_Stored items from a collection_
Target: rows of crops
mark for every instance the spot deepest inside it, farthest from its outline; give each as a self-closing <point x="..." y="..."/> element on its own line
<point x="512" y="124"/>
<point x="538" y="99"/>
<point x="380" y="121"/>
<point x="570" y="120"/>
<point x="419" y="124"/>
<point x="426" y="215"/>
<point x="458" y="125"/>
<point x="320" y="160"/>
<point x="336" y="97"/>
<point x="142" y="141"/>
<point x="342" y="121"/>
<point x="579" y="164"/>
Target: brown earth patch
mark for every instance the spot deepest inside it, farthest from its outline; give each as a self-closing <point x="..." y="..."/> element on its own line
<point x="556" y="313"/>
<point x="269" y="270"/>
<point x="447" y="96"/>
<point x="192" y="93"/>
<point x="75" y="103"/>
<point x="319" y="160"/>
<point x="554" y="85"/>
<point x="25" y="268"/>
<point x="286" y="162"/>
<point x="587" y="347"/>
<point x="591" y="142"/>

_ACTION ITEM_
All of the entries above should be transcribed exactly, line for line.

_SOLUTION FOR THIS TASK_
Target: rows of crops
mark for every instance the spot deepest inside it, farthest from its outline; give each as a self-closing <point x="..." y="..."/> element on its own line
<point x="512" y="124"/>
<point x="538" y="99"/>
<point x="380" y="121"/>
<point x="570" y="120"/>
<point x="419" y="124"/>
<point x="426" y="215"/>
<point x="458" y="125"/>
<point x="320" y="160"/>
<point x="336" y="97"/>
<point x="142" y="141"/>
<point x="342" y="121"/>
<point x="579" y="164"/>
Target: brown earth patch
mark for every instance the spot deepest inside it, farthest from its outline; give each as a self-closing <point x="..." y="..."/> element on its own line
<point x="556" y="313"/>
<point x="269" y="270"/>
<point x="447" y="96"/>
<point x="192" y="93"/>
<point x="75" y="103"/>
<point x="319" y="160"/>
<point x="554" y="85"/>
<point x="25" y="268"/>
<point x="286" y="162"/>
<point x="587" y="347"/>
<point x="591" y="142"/>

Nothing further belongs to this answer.